# RECORDS FOR THE EXERCISE:
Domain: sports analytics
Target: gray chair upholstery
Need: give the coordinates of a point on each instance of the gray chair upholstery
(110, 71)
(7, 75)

# TRY IT:
Reproduce the entire listing above exactly, leaving nothing out.

# RESULT:
Domain: sports analytics
Target: gray chair upholstery
Need: give the coordinates of a point on each instance of the gray chair upholstery
(110, 71)
(7, 75)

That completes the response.